++++ Source text ++++

The "bootm" command is used to boot an application that is stored in
memory (RAM or Flash). In case of a Linux kernel image, the contents
of the "bootargs" environment variable is passed to the kernel as
parameters. You can check and modify this variable using the
"printenv" and "setenv" commands:

	=> printenv bootargs

	=> setenv bootargs root=/dev/nfs rw nfsroot= nfsaddrs=

	=> printenv bootargs
	bootargs=root=/dev/nfs rw nfsroot= nfsaddrs=

	=> bootm 40020000
	## Booting Linux kernel at 40020000 ...
	   Image Name:	 2.2.13 for NFS on TQM850L
	   Image Type:	 PowerPC Linux Kernel Image (gzip compressed)
	   Data Size:	 381681 Bytes = 372 kB = 0 MB
	   Load Address: 00000000
	   Entry Point:	 0000000c
	   Verifying Checksum ... OK
	   Uncompressing Kernel Image ... OK
	Linux version 2.2.13 (wd@denx.local.net) (gcc version 2.95.2 19991024 (release)) #1 Wed Jul 19 02:35:17 MEST 2000
	Boot arguments: root=/dev/nfs rw nfsroot= nfsaddrs=
	time_init: decrementer frequency = 187500000/60
	Calibrating delay loop... 49.77 BogoMIPS
	Memory: 15208k available (700k kernel code, 444k data, 32k init) [c0000000,c1000000]

If you want to boot a Linux kernel with initial RAM disk, you pass
the memory addresses of both the kernel and the initrd image (PPBCOOT
format!) to the "bootm" command:

	=> imi 40100000 40200000

	## Checking Image at 40100000 ...

++++ Dataset section ++++

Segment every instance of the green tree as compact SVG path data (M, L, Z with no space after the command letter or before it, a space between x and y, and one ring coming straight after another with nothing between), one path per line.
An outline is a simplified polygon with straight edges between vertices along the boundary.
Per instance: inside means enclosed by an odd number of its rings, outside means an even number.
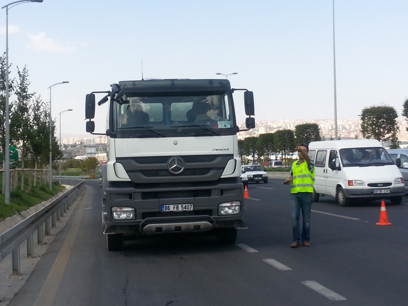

++++

Pick up the text on the "bootm" command from where it stops, and keep going in its style.

In response
	   Image Name:	 2.2.13 for initrd on TQM850L
	   Image Type:	 PowerPC Linux Kernel Image (gzip compressed)
	   Data Size:	 335725 Bytes = 327 kB = 0 MB
	   Load Address: 00000000
	   Entry Point:	 0000000c
	   Verifying Checksum ... OK

	## Checking Image at 40200000 ...
	   Image Name:	 Simple Ramdisk Image
	   Image Type:	 PowerPC Linux RAMDisk Image (gzip compressed)
	   Data Size:	 566530 Bytes = 553 kB = 0 MB
	   Load Address: 00000000
	   Entry Point:	 00000000
	   Verifying Checksum ... OK

	=> bootm 40100000 40200000
	## Booting Linux kernel at 40100000 ...
	   Image Name:	 2.2.13 for initrd on TQM850L
	   Image Type:	 PowerPC Linux Kernel Image (gzip compressed)
	   Data Size:	 335725 Bytes = 327 kB = 0 MB
	   Load Address: 00000000
	   Entry Point:	 0000000c
	   Verifying Checksum ... OK
	   Uncompressing Kernel Image ... OK
	## Loading RAMDisk Image at 40200000 ...
	   Image Name:	 Simple Ramdisk Image
	   Image Type:	 PowerPC Linux RAMDisk Image (gzip compressed)
	   Data Size:	 566530 Bytes = 553 kB = 0 MB
	   Load Address: 00000000
	   Entry Point:	 00000000
	   Verifying Checksum ... OK
	   Loading Ramdisk ... OK
	Linux version 2.2.13 (wd@denx.local.net) (gcc version 2.95.2 19991024 (release)) #1 Wed Jul 19 02:32:08 MEST 2000
	Boot arguments: root=/dev/ram
	time_init: decrementer frequency = 187500000/60
	Calibrating delay loop... 49.77 BogoMIPS
	RAMDISK: Compressed image found at block 0
	VFS: Mounted root (ext2 filesystem).


Boot Linux and pass a flat device tree:

First, U-Boot must be compiled with the appropriate defines. See the section
titled "Linux Kernel Interface" above for a more in depth explanation. The
following is an example of how to start a kernel and pass an updated
flat device tree:

=> print oftaddr
=> print oft
=> tftp $oftaddr $oft
Speed: 1000, full duplex
Using TSEC0 device
TFTP from server; our IP address is
Filename 'oftrees/mpc8540ads.dtb'.
Load address: 0x300000
Loading: #
Bytes transferred = 4106 (100a hex)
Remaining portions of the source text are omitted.